- [Provided data]
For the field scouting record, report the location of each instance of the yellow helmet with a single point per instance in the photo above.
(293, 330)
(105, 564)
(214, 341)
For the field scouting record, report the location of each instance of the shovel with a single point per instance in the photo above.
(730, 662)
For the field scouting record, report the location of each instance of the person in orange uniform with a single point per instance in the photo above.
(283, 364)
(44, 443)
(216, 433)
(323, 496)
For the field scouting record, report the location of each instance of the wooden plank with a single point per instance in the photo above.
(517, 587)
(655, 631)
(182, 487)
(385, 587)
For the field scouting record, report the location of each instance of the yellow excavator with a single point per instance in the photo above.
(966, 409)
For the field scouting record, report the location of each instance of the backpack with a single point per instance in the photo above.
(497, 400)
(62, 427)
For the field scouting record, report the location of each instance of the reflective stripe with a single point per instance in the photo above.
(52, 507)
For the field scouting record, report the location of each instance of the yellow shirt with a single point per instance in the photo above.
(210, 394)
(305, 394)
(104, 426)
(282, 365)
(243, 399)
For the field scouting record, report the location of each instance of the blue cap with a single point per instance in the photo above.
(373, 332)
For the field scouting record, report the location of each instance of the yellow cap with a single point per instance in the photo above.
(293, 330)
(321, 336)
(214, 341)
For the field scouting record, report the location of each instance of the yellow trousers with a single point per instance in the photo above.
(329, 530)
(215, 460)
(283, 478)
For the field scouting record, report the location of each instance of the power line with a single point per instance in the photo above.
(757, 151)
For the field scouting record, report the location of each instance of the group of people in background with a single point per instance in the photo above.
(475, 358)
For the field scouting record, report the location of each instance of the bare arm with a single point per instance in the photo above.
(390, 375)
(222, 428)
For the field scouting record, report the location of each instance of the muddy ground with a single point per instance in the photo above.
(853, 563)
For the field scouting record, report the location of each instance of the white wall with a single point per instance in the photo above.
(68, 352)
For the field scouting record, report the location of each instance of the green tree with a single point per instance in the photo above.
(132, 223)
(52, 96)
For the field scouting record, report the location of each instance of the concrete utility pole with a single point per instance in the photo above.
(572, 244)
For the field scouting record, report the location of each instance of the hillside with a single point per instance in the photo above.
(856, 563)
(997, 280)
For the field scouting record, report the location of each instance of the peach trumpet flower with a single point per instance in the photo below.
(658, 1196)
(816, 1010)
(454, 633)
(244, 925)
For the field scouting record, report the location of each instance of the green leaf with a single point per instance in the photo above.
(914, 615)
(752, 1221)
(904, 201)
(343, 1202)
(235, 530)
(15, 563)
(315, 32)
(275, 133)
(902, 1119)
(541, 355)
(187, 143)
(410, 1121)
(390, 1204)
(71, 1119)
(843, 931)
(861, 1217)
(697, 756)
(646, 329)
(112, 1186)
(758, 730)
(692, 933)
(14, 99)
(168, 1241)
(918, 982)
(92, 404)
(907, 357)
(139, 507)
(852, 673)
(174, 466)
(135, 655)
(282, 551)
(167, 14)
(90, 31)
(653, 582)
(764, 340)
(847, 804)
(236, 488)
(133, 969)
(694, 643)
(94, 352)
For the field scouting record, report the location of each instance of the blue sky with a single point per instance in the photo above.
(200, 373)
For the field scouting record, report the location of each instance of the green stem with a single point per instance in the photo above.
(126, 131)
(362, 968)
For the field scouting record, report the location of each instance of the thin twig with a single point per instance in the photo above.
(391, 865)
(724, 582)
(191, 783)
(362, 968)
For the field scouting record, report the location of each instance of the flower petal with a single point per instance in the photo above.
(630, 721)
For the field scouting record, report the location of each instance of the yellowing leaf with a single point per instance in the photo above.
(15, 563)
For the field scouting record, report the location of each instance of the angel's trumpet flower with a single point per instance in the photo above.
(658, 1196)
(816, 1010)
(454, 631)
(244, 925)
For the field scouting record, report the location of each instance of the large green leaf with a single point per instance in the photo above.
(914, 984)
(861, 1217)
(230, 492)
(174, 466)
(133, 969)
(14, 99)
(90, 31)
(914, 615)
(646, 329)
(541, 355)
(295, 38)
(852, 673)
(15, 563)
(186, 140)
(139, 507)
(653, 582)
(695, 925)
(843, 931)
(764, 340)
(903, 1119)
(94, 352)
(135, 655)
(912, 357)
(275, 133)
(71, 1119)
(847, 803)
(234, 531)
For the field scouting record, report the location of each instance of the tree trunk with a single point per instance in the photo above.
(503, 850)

- [Exercise] Extract all of the data shown above and repeat it verbatim.

- [Task result]
For the field scouting record, report the location of each instance of the yellow helmet with a single point per instance in the photo above.
(293, 330)
(105, 564)
(214, 341)
For the field scouting record, report the location of each instance of the shovel with a single point per instance in the photo above.
(730, 662)
For the field scouting record, report the location of each instance of the person in orange uniform with a single point per instance in the photo above.
(283, 364)
(44, 443)
(216, 433)
(323, 496)
For the field scouting record, report the location of each instance of the wooden plank with a single point per instance in the photo above.
(517, 587)
(655, 631)
(182, 487)
(385, 587)
For the field scouting record, report the location of each instance of the yellow excavator with a single point per instance in the photo above.
(966, 409)
For the field scouting record, report the location of each instance of the backpack with a single point per instance in the photo above.
(497, 400)
(62, 427)
For the field scouting record, report the location of each instance of the reflective stripe with a single point per instance in the photo above.
(52, 507)
For the field scouting record, report the location of each instance of the yellow shirt with a single point per instance in the photo above.
(210, 394)
(305, 394)
(104, 426)
(282, 365)
(243, 399)
For the field scouting record, report the location of each instance of the blue cap with a single point per instance in the photo above.
(373, 332)
For the field scouting record, report the location of each instance of the yellow cap with a single point per instance in the photo above.
(293, 330)
(321, 336)
(214, 341)
For the field scouting record, report the location of each instance of the yellow trousers with a single point per instance in the photo above.
(329, 530)
(215, 460)
(283, 478)
For the field scouting record, report the location of each instance of the power line with a single point per instance in the photo above.
(757, 151)
For the field scouting record, report the location of each instance of the group of people in background with a single point per instance in the photo above.
(475, 358)
For the field scouting record, report the location of each instance of the bare arm with a single point per instance in the photo above.
(390, 375)
(222, 428)
For the field scouting record, report the location of each instance of the muddy ground with a single point per instance in the photo above.
(853, 563)
For the field scouting record, report the location of each instance of the white wall with a single point per instance in the photo above.
(68, 352)
For the field scouting record, report the location of each instance of the green tree with a single point per instance in the photo above.
(132, 223)
(52, 96)
For the field scouting record, report the location of each instance of the concrete utility pole with a single point per instance in the photo above.
(572, 244)
For the field scouting record, report the location of each instance of the hillside with a single point per instance in the photo above.
(856, 563)
(997, 280)
For the field scouting record, report the location of each instance of the peach trumpet flower with a single point per instance in the photo below.
(658, 1196)
(816, 1010)
(454, 633)
(244, 925)
For the field scouting record, report the location of each instance of the green leaf with a single point per instance in the photo above.
(914, 615)
(752, 1221)
(904, 201)
(343, 1202)
(235, 530)
(15, 563)
(315, 32)
(275, 133)
(902, 1119)
(541, 355)
(187, 143)
(410, 1121)
(390, 1204)
(71, 1119)
(843, 931)
(861, 1217)
(697, 756)
(646, 329)
(112, 1186)
(758, 730)
(692, 933)
(14, 99)
(168, 1241)
(918, 982)
(92, 404)
(907, 357)
(139, 507)
(852, 673)
(174, 466)
(135, 655)
(282, 551)
(167, 14)
(90, 31)
(653, 582)
(764, 340)
(847, 804)
(236, 488)
(133, 969)
(694, 643)
(94, 352)
For the field scouting record, report the location of each instance of the blue sky with a single point per instance in the photo above.
(200, 373)
For the field scouting record, report the location of each instance of the green stem with a single point per instance in the photo above.
(126, 131)
(362, 968)
For the field scouting record, report the location of each instance of the thin twig with a single point per instance in the photo above.
(391, 865)
(724, 582)
(191, 783)
(362, 968)
For the field scouting record, report the location of each instance of the flower petal with a single point per instance in the photo above.
(630, 721)
For the field scouting record, report the location of each instance of the yellowing leaf with a single point per instance in the photo above.
(15, 563)
For the field scouting record, report the location of each instance of the angel's trumpet flower with a single point per instance in the photo above.
(658, 1196)
(816, 1010)
(454, 631)
(244, 925)
For the field scouting record, report the location of each instance of the large green leaf with a single point per instance in the photo above.
(914, 984)
(861, 1217)
(230, 492)
(174, 466)
(133, 969)
(14, 99)
(90, 31)
(914, 615)
(646, 329)
(541, 355)
(295, 38)
(852, 673)
(15, 563)
(186, 140)
(139, 507)
(653, 582)
(695, 925)
(843, 931)
(764, 340)
(903, 1119)
(94, 352)
(135, 655)
(912, 357)
(275, 133)
(71, 1119)
(847, 803)
(234, 531)
For the field scouting record, report the location of each instance of the tree trunk with a single point per instance in the photo above.
(503, 850)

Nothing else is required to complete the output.